### Короткое задание 1
Перепишите слово в слово часть фрагмента источника о взглядах Сергеева на историю России. Эта часть начинается со слов, содержащих «Но создатель национал-демократической», и заканчивается словами «случай, а закономерность.».
### Короткое задание 2
Продолжите фрагмент источника о взглядах Сергеева на историю России, начав сразу после его последнего предложения.

Но создатель национал-демократической версии русской истории Сергеев уверяет нас, что это заблуждение. Европа, дескать, всегда была настроена к нам благодушно, серьезный опасности с ее стороны для России никогда не было, напротив, это … Россия грозила просвещенной и мирной Европе. Так, Сергеев делает потрясающее открытие: «В Северной войне именно Россия выступила агрессором … В 1697 г. Швеция даже подарила России 300 железных орудий для войны с Турцией. Вступив на престол, Карл XII сразу же выслал посольство в Москву с обещанием «все договоры с Россиею свято хранить». Кроме того, нападение на Швецию было еще и вероломным: буквально в день начала войны …  русское посольство привезло Карлу XII царскую грамоту с заверениями в дружбе» (с. 152). Причем это якобы не единичный случай, а закономерность.

Наполеон, по Сергееву, также был миролюбивейшим человеком, не желавшим России никакого зла, он просто был вынужден ответить на «ничем не спровоцированную» агрессию императора Александра Первого! Приведу слова самого Сергеева:  «Или возьмем войны с Францией при Павле и Александре I, окруженные в отечественной культуре восторженным ореолом: трудно понять, какие насущные русские интересы привели наши войска на Сен-Готард и под Аустерлиц – ни Французская республика, ни Наполеон никак России не угрожали. Вторжение “двунадесять языков” стало лишь следствием ее участия в антифранцузской коалиции» (с. 201).

Слава Богу, историку-нацдему хватило здравого смысла и совести не обвинить Сталина и советское государство в том, что они спровоцировали на агрессию «миролюбивого и цивилизованного канцлера Гитлера» (предатель В. Резун, например, считает именно так). Нет, Сергеев только сожалеет, что уж этот «просвещенный европейский правитель» оказался «не на высоте». Историк пишет: «Кто знает, как сложился бы исход войны, поведи Гитлер более русофильскую политику?» (с. 536). То есть в принципе Сергеев был бы не против того, чтобы Россия превратилась в доминион Германии, если бы Гитлер не был славянофобом. Оно и понятно: все лучше быть полуколонией Европы, зато «настоящим национальным государством», вроде «рейхскомиссариата “Украина”»!

Правда, соратники и единомышленники Сергеева такой широтой взглядов не отличаются. Их и Гитлер, и его приспешники – русские коллаборационисты вполне устраивают.  Так, несколько лет назад деятели «Национал-демократического альянса» проводили на 9 мая в Санкт-Петербурге акцию «Власовская ленточка», а в 2013 году нынешний редактор нацдемовского агентства «Спутник и погром» Егор Просвирин написал, что 22 июня – не день скорби, а «день отмщения красным ублюдкам» и «22 июня 1941-го года Белая Европа вернулась в Россию».

### Раздел данных

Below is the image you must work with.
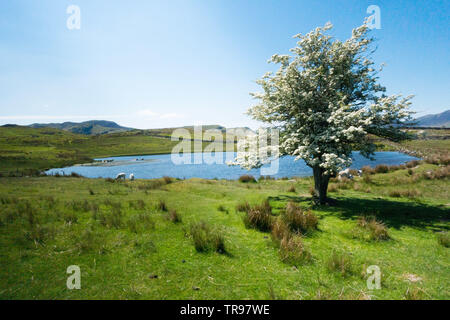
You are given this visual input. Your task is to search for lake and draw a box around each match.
[47,152,417,179]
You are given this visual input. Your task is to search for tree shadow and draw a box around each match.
[269,195,450,232]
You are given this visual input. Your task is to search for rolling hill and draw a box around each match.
[30,120,133,135]
[416,110,450,128]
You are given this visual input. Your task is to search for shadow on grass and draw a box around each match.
[269,195,450,231]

### Ответ на задание 1
Но создатель национал-демократической версии русской истории Сергеев уверяет нас, что это заблуждение. Европа, дескать, всегда была настроена к нам благодушно, серьезный опасности с ее стороны для России никогда не было, напротив, это … Россия грозила просвещенной и мирной Европе. Так, Сергеев делает потрясающее открытие: «В Северной войне именно Россия выступила агрессором … В 1697 г. Швеция даже подарила России 300 железных орудий для войны с Турцией. Вступив на престол, Карл XII сразу же выслал посольство в Москву с обещанием «все договоры с Россиею свято хранить». Кроме того, нападение на Швецию было еще и вероломным: буквально в день начала войны …  русское посольство привезло Карлу XII царскую грамоту с заверениями в дружбе» (с. 152). Причем это якобы не единичный случай, а закономерность.

### Ответ на задание 2
Но – эмоции в сторону. Я, конечно, не согласен с Сергеевым в его трактовке русской истории, но хочется все же понять его логику. Если геополитическое положение России было всегда довольно сносным, то что же стало объективной причиной такой «агрессивности российского государства» и по отношению к его соседям, и по отношению к собственному «государствообразующему народу»?

После прочтения книги Сергеева складывается ощущение, что у него два объяснения этого.

Первое – господство в среде государственной элиты представителей нерусских народов, которое якобы придавало антирусский характер политике российской державы.  Сергеев постоянно занимается подсчетами: сколько немцев входило в элиту в петербургский период, сколько евреев было в составе руководящих органов партии в советский период?  Вот характерные выдержки из книги Сергеева: «… уничтоженную или эмигрировавшую элиту  замещала новая – большевизированные выходцы из русских низов и инородцы,  среди которых ведущая роль, разумеется, принадлежала предприимчивым и имевшим неплохой образовательный уровень евреям… Евреи охотно пошли к новой власти на службу, ибо это давало отличные шансы для социального продвижения наверх, и сделались передовым отрядом «социалистической модернизации», которую большинство русских отвергало. В 1920 г. доля евреев в РКП(б) превышала их долю в составе населения страны в 2,5 раза, а в ВЧК почти в 5 раз.» (с. 455).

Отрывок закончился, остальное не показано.